#### [Task directions]
Please copy out the entries below exactly, beginning with the line that contains "Target: seasoned ground beef" and ending with the line that contains "Task: where can the finger be", and include nothing outside that span.

_ _ _ _

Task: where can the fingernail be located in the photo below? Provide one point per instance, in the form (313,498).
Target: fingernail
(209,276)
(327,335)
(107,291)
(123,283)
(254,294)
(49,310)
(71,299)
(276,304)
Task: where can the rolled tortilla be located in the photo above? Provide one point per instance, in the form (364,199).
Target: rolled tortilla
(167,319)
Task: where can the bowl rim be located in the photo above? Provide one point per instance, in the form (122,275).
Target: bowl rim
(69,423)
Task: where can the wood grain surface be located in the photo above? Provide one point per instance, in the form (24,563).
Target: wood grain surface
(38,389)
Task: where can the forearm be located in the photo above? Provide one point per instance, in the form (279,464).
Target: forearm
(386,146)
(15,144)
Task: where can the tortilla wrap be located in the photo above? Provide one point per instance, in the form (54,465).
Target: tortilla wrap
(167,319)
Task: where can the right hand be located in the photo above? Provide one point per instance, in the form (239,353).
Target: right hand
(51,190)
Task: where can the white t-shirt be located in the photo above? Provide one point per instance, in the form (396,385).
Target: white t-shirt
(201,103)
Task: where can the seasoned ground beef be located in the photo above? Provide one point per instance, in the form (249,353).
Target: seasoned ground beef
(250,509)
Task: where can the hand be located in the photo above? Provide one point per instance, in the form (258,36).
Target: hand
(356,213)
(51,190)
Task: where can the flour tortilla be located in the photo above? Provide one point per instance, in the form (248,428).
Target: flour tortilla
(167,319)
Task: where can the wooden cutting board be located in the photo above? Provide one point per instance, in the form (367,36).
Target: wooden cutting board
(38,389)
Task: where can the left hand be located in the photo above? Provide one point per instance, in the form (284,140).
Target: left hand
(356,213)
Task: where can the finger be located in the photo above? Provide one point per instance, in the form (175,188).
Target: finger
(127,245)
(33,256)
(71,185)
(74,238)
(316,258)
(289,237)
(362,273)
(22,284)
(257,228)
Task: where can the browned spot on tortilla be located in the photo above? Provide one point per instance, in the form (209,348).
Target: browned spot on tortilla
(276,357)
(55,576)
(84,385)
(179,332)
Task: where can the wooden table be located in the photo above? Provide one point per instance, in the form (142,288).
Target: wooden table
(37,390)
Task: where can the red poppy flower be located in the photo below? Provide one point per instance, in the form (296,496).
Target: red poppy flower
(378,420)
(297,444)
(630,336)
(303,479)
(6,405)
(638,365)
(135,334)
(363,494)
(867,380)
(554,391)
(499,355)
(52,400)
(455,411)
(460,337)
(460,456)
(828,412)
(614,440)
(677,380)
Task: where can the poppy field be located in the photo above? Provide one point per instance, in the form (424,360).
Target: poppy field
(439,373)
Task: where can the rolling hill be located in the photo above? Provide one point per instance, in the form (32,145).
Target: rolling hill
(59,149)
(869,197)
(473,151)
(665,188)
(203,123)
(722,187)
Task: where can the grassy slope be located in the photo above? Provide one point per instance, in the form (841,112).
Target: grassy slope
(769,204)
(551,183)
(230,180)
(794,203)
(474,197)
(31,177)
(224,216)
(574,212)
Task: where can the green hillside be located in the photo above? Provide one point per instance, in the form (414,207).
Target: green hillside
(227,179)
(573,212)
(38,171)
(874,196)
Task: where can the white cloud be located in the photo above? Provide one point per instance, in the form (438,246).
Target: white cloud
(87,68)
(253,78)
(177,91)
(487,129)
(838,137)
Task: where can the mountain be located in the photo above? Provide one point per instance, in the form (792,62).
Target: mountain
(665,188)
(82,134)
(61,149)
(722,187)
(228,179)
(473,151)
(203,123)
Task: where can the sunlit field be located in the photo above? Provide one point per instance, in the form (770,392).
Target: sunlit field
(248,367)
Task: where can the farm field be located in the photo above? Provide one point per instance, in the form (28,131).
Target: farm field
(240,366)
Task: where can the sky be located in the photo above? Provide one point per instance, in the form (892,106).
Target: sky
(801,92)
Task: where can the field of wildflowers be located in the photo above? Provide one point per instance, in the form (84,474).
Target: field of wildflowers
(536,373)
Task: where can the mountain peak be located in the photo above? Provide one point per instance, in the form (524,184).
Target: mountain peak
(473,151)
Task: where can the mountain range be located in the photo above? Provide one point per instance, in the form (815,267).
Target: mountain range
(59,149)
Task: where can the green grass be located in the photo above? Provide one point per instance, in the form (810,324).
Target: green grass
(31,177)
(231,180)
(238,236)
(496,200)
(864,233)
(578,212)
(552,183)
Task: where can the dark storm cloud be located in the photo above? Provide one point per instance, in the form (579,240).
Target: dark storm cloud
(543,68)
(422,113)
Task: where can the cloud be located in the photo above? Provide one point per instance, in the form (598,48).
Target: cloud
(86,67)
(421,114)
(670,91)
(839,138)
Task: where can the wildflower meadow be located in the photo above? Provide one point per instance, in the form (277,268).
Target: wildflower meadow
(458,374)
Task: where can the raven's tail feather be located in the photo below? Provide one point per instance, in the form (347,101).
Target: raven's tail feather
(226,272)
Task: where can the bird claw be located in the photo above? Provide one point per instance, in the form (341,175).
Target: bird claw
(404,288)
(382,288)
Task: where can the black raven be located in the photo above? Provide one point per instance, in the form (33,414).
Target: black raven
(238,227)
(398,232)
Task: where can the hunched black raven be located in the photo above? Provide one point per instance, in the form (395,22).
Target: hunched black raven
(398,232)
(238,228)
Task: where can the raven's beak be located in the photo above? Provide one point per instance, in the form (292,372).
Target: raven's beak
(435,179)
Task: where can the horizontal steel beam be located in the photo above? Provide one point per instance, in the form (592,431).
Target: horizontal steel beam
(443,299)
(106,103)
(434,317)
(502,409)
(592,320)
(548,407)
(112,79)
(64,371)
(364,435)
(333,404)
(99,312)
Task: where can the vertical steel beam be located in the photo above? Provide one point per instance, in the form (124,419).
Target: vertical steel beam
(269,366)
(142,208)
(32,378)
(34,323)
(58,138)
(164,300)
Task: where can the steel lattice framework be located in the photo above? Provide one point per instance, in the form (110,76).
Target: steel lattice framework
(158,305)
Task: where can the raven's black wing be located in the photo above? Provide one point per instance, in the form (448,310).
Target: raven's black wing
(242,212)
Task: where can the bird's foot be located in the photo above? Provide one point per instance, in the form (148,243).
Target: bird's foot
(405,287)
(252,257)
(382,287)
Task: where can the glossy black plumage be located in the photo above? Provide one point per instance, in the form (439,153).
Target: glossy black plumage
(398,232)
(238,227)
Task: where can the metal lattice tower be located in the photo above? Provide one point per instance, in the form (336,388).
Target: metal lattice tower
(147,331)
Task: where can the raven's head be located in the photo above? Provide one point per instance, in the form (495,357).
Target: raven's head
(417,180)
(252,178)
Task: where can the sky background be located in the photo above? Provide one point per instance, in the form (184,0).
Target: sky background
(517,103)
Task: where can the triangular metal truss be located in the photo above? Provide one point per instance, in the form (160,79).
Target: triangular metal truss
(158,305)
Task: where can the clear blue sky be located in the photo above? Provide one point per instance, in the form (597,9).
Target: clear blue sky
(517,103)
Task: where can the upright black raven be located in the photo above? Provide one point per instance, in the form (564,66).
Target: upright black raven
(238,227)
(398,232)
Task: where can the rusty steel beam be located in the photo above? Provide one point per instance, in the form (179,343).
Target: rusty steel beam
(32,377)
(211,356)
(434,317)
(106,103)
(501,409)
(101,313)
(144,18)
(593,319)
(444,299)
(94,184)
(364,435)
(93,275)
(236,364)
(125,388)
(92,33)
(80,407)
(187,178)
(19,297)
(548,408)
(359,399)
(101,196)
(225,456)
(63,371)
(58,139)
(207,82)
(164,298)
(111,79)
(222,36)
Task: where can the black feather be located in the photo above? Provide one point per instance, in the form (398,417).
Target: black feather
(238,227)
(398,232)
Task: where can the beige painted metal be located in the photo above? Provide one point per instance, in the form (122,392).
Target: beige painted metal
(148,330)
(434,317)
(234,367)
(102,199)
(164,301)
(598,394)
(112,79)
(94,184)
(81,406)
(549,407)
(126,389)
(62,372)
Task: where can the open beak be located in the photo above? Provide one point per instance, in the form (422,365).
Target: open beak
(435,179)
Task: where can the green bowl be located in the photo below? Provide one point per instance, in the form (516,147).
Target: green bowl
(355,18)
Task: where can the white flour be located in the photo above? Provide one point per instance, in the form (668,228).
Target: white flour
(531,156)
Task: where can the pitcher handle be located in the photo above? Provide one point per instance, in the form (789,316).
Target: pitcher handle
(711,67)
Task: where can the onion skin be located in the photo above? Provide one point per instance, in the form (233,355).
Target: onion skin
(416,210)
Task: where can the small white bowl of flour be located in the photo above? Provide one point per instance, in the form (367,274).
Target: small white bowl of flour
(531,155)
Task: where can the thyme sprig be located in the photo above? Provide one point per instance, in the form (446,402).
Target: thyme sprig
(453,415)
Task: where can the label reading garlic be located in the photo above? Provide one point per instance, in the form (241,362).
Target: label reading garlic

_ _ _ _

#### [Exercise response]
Target: seasoned ground beef
(250,509)
Task: where can the hand be located in the photo above? Provide one point per instance, in the form (258,36).
Target: hand
(356,213)
(51,190)
Task: where can the flour tortilla be located in the photo above? Provide one point per instance, in the form (248,428).
Target: flour tortilla
(167,319)
Task: where can the wooden cutting board be located in the photo above? Provide one point per instance, in the form (367,36).
Target: wooden cutting board
(38,389)
Task: where can the left hand be located in the photo above? Provide one point per instance, in the form (284,140).
Target: left hand
(356,213)
Task: where can the finger be located in the photo above? Provide one point per instance, in the form (175,188).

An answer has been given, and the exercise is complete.